WHAT NEEDS TO BE DONE:
Give only the lines from the one containing "of the ceiling" through the end of the material below, exactly as written.

(Part of a data file)
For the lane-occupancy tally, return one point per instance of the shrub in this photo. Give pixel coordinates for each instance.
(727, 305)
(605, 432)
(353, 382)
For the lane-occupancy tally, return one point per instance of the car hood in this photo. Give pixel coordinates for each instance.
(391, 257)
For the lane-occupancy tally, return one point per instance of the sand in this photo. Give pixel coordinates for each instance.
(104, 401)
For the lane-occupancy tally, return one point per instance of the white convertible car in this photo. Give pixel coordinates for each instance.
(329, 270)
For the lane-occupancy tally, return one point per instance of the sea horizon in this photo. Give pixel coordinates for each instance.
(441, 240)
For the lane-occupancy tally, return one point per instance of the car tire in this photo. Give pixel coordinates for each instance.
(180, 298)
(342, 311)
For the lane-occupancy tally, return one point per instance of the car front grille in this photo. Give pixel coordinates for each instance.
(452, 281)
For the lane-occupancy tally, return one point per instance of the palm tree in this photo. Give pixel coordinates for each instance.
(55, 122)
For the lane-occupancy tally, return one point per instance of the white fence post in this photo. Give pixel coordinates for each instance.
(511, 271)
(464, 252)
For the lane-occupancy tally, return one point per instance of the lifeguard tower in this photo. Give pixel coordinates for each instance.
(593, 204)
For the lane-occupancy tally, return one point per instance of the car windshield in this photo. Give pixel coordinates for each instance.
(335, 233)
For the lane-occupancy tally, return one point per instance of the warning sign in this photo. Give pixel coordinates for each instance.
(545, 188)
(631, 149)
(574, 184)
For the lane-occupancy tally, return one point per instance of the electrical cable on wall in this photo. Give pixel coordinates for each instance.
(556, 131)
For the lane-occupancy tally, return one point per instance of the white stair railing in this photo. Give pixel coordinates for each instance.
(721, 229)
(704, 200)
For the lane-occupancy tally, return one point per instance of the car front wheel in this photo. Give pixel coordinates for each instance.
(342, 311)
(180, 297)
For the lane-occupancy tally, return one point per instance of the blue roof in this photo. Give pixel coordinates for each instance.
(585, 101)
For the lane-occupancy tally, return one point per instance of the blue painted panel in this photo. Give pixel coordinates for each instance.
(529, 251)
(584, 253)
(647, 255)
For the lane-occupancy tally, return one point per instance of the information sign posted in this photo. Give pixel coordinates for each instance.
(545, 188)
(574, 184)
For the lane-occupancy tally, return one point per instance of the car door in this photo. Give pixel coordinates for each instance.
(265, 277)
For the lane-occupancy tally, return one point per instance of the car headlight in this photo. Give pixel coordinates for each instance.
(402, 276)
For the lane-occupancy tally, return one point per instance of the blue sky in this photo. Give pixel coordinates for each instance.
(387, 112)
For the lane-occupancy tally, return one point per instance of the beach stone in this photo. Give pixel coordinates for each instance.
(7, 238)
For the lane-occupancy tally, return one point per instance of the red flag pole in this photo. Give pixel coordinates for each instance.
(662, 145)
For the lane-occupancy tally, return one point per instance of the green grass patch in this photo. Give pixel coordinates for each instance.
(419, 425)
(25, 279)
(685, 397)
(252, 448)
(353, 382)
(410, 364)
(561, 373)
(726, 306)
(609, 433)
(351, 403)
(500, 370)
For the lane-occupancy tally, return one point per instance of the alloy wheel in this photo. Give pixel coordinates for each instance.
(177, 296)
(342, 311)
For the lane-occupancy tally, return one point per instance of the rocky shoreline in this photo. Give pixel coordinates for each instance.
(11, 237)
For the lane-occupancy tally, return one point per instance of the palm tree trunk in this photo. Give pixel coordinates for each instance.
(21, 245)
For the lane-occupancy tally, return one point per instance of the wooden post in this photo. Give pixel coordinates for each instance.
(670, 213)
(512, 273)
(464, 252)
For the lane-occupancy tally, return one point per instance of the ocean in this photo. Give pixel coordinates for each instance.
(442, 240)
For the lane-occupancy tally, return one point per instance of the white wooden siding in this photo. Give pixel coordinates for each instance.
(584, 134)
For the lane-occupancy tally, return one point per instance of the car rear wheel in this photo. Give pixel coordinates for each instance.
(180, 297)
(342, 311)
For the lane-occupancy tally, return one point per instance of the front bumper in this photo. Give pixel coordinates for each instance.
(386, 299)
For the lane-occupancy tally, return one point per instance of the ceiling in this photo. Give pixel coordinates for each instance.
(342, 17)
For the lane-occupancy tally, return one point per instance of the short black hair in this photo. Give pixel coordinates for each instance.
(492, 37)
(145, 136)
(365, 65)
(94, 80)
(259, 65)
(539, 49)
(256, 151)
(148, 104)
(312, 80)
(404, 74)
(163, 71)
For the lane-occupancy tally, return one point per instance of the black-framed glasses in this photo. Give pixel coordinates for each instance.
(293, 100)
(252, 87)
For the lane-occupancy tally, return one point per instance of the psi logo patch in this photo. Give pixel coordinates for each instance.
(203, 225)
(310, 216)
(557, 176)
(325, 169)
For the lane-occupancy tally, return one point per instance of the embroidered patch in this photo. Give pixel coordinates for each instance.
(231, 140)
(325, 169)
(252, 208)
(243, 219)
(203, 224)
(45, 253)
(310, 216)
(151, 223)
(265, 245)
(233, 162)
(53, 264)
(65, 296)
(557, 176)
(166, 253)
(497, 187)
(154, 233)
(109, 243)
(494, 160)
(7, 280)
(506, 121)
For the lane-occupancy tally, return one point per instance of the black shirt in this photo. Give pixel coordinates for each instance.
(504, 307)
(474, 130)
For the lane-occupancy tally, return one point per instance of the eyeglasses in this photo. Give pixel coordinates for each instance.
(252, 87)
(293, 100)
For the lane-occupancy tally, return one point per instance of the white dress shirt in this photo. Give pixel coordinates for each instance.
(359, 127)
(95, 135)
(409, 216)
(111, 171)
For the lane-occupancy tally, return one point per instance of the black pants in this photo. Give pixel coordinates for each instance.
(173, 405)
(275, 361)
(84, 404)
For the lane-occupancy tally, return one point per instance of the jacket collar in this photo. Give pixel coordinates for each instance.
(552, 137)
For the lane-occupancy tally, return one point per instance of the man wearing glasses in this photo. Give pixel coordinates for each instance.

SOLUTION:
For the lane-occupancy tally, return one point per instance of the ceiling in this photo. Give pixel coordinates for each instance.
(342, 17)
For the lane-occupancy tally, return one point per instance of the short black hair in this photo. Give pixel coordinates for each instance.
(492, 37)
(145, 136)
(365, 65)
(94, 80)
(259, 65)
(539, 49)
(256, 151)
(148, 104)
(312, 80)
(404, 74)
(163, 71)
For the lane-occupancy tally, return one point per instance of the black-framed glasses in this photo. Give pixel coordinates for each instance.
(293, 100)
(252, 87)
For the lane-occupancy tally, return one point per instance of the psi logo patch in this photo. Give pixel coordinates for each instance.
(203, 225)
(310, 216)
(557, 176)
(325, 169)
For the lane-occupancy tally, return one point per instance of the embroidered patch in this photo. Give pixel coordinates for each instance.
(231, 140)
(325, 169)
(252, 208)
(243, 219)
(203, 224)
(45, 253)
(310, 216)
(151, 223)
(265, 245)
(233, 162)
(53, 264)
(65, 296)
(557, 176)
(166, 253)
(497, 187)
(154, 233)
(109, 243)
(494, 160)
(7, 280)
(506, 121)
For the lane-occupancy tally, return one point per instance of the black shirt in this photo. Give pixel coordinates for each instance.
(504, 307)
(474, 130)
For the lane-occupancy tally, return one point per instance of the eyeglasses in this photo. Give pixel coordinates for each instance.
(252, 87)
(293, 100)
For the lane-occupancy tally, return one point per instance of the white dress shirt in this photo. Give pixel coordinates for each instance.
(359, 127)
(95, 135)
(409, 216)
(111, 171)
For the lane-occupancy tally, return one point per instance of the black pants in this photo. Give pixel coordinates for each instance.
(173, 405)
(275, 361)
(84, 404)
For the lane-occupancy tally, return one point per instance of the jacket collar in this photo. Give pixel coordinates for each instance.
(552, 137)
For the lane-occupancy tally, return one point per instance of the man wearing glasses in this photo. Give pixel coordinates for each instance.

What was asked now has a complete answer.